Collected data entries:
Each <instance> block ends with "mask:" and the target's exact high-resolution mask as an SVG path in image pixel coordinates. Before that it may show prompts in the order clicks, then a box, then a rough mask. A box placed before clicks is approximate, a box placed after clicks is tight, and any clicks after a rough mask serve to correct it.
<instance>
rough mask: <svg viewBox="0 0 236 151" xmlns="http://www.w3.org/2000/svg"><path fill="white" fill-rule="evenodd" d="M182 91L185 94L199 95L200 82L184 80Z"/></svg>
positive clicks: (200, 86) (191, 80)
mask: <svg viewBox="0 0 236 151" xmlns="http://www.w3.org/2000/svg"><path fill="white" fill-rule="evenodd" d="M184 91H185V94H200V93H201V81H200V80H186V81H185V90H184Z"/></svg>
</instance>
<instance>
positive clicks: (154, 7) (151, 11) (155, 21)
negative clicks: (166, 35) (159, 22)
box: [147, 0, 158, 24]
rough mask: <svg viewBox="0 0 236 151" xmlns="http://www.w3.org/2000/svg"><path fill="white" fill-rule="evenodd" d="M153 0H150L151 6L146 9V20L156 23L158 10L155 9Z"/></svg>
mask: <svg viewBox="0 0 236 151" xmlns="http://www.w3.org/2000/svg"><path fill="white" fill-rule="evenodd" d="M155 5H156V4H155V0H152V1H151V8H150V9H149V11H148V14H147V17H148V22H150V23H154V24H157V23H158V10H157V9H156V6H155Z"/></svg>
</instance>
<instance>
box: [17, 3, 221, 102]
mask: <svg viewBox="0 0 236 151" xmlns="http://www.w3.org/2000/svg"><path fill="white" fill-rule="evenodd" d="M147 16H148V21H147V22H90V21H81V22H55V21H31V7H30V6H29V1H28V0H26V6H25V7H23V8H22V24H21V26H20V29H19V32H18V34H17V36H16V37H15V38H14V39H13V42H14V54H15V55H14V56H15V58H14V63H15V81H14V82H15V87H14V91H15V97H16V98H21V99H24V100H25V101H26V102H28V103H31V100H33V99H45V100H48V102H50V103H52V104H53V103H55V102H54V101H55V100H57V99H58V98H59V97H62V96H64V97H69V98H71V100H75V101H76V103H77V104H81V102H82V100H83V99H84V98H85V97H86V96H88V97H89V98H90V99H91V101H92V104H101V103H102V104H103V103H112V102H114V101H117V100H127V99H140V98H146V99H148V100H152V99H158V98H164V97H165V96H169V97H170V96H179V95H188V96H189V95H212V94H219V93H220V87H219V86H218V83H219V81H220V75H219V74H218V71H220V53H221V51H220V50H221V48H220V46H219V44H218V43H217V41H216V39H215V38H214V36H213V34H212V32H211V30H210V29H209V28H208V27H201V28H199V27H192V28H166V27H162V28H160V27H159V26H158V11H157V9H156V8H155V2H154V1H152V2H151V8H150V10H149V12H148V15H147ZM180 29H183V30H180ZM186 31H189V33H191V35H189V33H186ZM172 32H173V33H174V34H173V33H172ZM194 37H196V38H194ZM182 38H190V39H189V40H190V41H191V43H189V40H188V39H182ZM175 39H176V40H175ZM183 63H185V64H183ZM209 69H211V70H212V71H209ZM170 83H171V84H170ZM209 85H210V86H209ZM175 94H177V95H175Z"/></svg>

==

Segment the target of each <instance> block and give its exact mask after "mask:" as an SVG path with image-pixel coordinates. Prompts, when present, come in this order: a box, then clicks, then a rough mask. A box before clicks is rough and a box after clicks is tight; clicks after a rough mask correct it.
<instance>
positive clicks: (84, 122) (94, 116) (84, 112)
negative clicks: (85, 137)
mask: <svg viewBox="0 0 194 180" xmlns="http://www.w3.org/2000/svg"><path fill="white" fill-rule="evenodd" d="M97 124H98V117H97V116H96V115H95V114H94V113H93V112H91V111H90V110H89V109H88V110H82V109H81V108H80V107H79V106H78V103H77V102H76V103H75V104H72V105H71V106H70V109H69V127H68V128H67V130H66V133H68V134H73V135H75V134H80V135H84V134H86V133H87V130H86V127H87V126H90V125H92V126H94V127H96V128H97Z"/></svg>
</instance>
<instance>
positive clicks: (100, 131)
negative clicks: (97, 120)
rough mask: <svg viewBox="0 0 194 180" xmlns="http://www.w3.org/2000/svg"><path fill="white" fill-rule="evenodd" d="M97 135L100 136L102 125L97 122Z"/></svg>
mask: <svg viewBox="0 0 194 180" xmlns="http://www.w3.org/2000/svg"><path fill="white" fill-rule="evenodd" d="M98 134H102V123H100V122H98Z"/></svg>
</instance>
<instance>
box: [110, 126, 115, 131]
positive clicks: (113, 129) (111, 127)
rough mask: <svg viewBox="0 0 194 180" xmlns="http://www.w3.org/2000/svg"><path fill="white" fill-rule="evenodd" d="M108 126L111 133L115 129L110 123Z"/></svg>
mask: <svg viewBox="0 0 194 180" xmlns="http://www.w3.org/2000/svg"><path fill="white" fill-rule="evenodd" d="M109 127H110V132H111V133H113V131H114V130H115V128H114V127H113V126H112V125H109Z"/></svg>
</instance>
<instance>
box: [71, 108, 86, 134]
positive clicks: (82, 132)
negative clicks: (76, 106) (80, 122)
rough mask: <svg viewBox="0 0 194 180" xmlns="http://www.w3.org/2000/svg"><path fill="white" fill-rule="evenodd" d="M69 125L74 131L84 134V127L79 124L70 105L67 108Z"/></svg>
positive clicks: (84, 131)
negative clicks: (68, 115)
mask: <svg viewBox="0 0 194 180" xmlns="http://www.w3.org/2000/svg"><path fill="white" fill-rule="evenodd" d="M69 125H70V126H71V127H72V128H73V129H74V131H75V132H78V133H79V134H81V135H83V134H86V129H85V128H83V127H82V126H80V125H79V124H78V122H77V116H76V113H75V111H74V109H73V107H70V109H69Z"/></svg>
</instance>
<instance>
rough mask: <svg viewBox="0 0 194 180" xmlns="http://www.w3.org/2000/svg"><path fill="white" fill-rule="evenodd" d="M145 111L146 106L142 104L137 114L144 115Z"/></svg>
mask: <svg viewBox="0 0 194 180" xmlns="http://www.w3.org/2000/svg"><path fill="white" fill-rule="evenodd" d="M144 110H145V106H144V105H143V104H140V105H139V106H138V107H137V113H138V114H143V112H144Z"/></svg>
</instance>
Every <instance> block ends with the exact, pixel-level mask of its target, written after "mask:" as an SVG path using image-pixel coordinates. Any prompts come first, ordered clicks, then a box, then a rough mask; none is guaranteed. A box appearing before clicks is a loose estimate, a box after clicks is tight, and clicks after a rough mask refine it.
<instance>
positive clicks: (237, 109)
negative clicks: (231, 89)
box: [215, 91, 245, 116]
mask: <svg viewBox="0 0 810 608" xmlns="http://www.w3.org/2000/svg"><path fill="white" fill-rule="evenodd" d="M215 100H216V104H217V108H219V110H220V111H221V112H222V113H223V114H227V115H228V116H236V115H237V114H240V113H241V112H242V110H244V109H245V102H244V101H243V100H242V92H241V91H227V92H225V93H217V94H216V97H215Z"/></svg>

#### WORK INSTRUCTIONS
Arrange everything from the line containing "Each <instance> block ends" down to the line containing "positive clicks: (200, 86) (191, 80)", both ends included, as a JSON list of strings with one string per line and blank lines omitted.

#### RESPONSE TO THIS EXERCISE
[
  "Each <instance> block ends with \"mask:\" and the target's exact high-resolution mask as an SVG path in image pixel coordinates. Before that it may show prompts in the order clicks, then a box, then a rough mask. A box placed before clicks is approximate, a box placed after clicks is tight, and any clicks after a rough mask serve to correct it.",
  "<instance>",
  "rough mask: <svg viewBox=\"0 0 236 151\" xmlns=\"http://www.w3.org/2000/svg\"><path fill=\"white\" fill-rule=\"evenodd\" d=\"M182 91L185 94L199 95L200 82L184 80Z\"/></svg>",
  "positive clicks: (200, 86) (191, 80)"
]